**GIVEN REQUEST**:
Could you reproduce the listing below verbatim, from the first line to the last?

**EXTRACTED ENTRIES**:
---------------

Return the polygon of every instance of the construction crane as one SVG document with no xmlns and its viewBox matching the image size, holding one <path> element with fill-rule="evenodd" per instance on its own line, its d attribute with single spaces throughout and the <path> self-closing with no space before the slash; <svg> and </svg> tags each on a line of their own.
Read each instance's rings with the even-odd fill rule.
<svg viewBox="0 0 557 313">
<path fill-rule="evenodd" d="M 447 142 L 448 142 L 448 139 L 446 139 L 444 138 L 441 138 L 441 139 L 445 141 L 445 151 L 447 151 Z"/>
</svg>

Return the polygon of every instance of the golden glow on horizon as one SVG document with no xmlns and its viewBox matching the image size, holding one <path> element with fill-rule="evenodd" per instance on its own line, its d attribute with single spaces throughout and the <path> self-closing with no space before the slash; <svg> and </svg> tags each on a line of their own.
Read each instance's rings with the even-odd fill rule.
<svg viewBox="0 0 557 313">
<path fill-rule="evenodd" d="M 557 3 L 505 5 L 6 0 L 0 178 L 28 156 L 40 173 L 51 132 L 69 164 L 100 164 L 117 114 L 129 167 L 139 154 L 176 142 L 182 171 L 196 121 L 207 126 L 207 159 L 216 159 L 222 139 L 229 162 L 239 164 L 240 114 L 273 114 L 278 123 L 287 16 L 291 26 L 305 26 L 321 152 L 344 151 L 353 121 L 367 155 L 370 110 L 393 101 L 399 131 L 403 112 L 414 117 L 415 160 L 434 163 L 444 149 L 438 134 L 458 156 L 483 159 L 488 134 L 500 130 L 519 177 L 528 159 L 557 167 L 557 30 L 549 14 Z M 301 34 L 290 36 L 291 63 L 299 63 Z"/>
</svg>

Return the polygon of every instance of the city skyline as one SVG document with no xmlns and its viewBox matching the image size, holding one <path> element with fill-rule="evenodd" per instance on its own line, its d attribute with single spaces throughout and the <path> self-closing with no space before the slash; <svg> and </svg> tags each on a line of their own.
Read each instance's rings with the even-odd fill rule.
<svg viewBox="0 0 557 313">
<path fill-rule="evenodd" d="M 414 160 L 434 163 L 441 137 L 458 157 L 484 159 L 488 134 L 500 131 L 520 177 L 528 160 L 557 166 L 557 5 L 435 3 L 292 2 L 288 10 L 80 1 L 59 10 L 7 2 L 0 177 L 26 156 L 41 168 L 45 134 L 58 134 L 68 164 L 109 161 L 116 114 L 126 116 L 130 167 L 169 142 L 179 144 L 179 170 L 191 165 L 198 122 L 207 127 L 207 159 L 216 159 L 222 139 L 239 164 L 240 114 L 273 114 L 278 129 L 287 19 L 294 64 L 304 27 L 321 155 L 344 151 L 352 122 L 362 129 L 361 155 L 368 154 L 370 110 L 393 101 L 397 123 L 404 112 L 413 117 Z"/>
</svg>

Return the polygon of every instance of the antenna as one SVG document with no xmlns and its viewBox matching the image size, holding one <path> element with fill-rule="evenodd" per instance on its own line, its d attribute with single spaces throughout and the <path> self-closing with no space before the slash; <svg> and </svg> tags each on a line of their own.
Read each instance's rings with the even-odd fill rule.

---------------

**RESULT OF THE TASK**:
Return the polygon of every instance of the construction crane as one SVG document with no xmlns and its viewBox matching the image size, holding one <path> element with fill-rule="evenodd" per instance on its own line, its d attribute with single spaces throughout and the <path> self-closing with no space before the slash; <svg> and </svg> tags each on a line of their own.
Read each instance's rings with the even-odd fill rule.
<svg viewBox="0 0 557 313">
<path fill-rule="evenodd" d="M 447 142 L 448 142 L 448 139 L 446 139 L 444 138 L 441 138 L 441 139 L 445 141 L 445 151 L 447 151 Z"/>
</svg>

Return the polygon of every instance of the golden glow on horizon as one SVG document with no xmlns and its viewBox matching the image size, holding one <path> element with fill-rule="evenodd" per instance on its own line, its d attribute with single spaces throughout and the <path> self-closing with no space before the slash; <svg> and </svg> tags each on a line of their own.
Read each instance's rings with the even-odd fill rule.
<svg viewBox="0 0 557 313">
<path fill-rule="evenodd" d="M 557 3 L 505 5 L 6 0 L 0 178 L 28 156 L 40 173 L 51 132 L 69 164 L 100 164 L 117 114 L 129 167 L 139 154 L 176 142 L 182 171 L 196 121 L 207 126 L 207 159 L 216 159 L 222 139 L 229 162 L 239 164 L 240 114 L 273 114 L 278 123 L 287 16 L 291 26 L 305 26 L 321 152 L 344 151 L 353 121 L 367 155 L 370 110 L 393 101 L 399 131 L 403 112 L 414 117 L 415 160 L 434 163 L 444 149 L 438 134 L 458 156 L 483 159 L 488 134 L 500 130 L 519 177 L 528 159 L 557 167 L 557 30 L 549 14 Z M 301 34 L 290 36 L 291 63 L 299 63 Z"/>
</svg>

Return the polygon of every instance of the city skyline as one SVG document with no xmlns and its viewBox matching the image size, holding one <path> element with fill-rule="evenodd" per instance on its own line, its d attribute with single spaces throughout and the <path> self-closing with no space before the slash; <svg> and </svg> tags each on a line of their own.
Read each instance's rings with the even-odd fill rule.
<svg viewBox="0 0 557 313">
<path fill-rule="evenodd" d="M 414 160 L 434 163 L 441 137 L 458 157 L 484 159 L 488 134 L 500 131 L 520 177 L 528 160 L 557 166 L 557 5 L 435 3 L 292 2 L 288 10 L 80 1 L 59 10 L 7 2 L 0 177 L 26 156 L 41 168 L 45 134 L 58 134 L 68 164 L 109 161 L 116 114 L 126 116 L 130 167 L 169 142 L 179 144 L 179 170 L 191 165 L 198 122 L 207 127 L 207 159 L 216 159 L 222 139 L 239 164 L 240 114 L 273 114 L 278 129 L 287 19 L 294 64 L 304 27 L 321 155 L 344 151 L 352 122 L 362 129 L 361 155 L 368 154 L 370 110 L 393 101 L 397 123 L 404 112 L 413 117 Z"/>
</svg>

Return the polygon of every instance of the antenna as one SVG document with no xmlns and its viewBox matching the image size, holding one <path> element with fill-rule="evenodd" per instance on its own line, its d attribute with single spaces throughout and the <path> self-closing with no space before the slash; <svg> and </svg> tags each on a line of their own.
Read each instance's rings with the even-odd fill rule.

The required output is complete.